— TASK STATEMENT —
Show every line in the listing that contains the word "blue", copied unchanged.

---+---

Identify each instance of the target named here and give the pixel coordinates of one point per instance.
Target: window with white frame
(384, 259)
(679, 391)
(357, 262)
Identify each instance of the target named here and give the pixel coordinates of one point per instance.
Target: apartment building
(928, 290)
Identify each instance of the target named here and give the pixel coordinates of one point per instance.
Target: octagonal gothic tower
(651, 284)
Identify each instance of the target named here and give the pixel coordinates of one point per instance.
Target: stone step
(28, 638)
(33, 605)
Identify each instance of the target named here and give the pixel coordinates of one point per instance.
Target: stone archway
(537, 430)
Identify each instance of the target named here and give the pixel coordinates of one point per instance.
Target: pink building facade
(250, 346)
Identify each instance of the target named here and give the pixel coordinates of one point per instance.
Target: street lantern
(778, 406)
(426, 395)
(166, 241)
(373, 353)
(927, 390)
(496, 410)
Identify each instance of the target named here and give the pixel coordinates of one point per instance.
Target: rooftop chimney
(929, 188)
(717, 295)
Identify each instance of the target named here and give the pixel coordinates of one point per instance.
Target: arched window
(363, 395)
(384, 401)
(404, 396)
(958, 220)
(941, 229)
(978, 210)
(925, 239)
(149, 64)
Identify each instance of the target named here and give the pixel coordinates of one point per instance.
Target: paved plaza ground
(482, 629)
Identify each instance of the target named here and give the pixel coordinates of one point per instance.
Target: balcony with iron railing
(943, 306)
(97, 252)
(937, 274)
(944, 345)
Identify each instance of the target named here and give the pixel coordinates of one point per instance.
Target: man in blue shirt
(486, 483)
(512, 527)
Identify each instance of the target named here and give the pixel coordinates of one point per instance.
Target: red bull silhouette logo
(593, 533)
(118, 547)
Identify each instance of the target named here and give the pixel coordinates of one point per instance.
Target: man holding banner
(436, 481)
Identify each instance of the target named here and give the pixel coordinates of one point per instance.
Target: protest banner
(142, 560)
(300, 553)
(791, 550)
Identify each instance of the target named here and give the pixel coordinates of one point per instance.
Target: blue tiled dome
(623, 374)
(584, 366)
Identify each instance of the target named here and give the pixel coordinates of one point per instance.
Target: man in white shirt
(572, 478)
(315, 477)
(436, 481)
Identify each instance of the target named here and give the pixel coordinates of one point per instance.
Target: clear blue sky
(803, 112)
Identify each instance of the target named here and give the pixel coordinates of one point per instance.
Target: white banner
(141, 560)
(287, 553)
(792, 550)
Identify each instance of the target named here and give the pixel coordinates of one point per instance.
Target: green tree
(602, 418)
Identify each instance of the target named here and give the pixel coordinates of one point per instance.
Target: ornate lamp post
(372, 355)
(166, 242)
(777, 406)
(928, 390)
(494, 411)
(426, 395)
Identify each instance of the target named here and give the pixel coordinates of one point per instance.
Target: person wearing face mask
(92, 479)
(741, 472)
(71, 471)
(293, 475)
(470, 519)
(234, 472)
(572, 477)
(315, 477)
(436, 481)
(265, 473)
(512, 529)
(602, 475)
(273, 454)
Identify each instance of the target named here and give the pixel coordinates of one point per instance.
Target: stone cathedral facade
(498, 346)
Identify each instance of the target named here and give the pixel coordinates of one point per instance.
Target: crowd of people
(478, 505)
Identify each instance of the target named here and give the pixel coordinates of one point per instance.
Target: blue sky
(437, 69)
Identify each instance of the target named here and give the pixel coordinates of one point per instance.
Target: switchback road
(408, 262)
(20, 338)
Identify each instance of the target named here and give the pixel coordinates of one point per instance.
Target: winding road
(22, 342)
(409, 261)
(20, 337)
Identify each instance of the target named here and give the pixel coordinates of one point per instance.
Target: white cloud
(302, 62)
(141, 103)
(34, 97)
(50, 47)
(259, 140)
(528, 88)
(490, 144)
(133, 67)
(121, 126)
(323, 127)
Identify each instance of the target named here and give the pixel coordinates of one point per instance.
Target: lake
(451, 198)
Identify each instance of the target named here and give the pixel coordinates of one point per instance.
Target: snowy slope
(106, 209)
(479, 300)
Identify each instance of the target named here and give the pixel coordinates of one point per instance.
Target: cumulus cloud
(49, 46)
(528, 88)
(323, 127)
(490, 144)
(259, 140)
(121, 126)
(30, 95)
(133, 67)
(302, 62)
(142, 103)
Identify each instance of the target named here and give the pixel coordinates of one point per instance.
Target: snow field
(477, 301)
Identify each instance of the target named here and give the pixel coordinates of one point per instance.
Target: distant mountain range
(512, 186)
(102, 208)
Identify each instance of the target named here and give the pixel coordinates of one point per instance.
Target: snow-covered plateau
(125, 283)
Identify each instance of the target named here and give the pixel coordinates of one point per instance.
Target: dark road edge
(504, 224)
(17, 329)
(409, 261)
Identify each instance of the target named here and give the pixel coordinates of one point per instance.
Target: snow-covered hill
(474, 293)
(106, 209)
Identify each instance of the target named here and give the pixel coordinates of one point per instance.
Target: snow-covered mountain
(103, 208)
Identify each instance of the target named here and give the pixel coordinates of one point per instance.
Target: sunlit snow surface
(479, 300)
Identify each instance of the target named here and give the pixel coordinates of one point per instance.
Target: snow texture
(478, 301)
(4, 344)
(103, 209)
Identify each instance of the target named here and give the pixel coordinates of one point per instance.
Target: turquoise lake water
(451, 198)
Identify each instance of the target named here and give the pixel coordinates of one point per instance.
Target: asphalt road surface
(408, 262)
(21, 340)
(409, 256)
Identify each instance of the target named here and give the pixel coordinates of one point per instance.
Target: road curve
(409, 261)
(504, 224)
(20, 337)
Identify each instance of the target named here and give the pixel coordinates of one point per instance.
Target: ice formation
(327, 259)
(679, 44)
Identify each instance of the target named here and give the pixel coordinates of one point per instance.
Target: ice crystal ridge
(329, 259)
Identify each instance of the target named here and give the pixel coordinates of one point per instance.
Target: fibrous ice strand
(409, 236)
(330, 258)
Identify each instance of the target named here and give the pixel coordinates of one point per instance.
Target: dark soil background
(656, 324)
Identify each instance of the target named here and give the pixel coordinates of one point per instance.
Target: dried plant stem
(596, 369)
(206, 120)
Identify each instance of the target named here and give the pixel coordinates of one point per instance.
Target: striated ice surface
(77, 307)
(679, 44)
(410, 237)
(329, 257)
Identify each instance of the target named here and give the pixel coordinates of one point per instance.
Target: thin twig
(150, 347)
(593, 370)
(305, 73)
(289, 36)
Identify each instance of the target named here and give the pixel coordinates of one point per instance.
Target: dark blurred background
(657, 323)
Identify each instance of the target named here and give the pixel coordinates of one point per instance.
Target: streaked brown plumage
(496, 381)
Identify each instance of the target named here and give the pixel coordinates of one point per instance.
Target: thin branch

---+---

— SOLUTION TO THE PROBLEM —
Target: man in blue shirt
Target: blue tiled dome
Target: clear blue sky
Target: blue sky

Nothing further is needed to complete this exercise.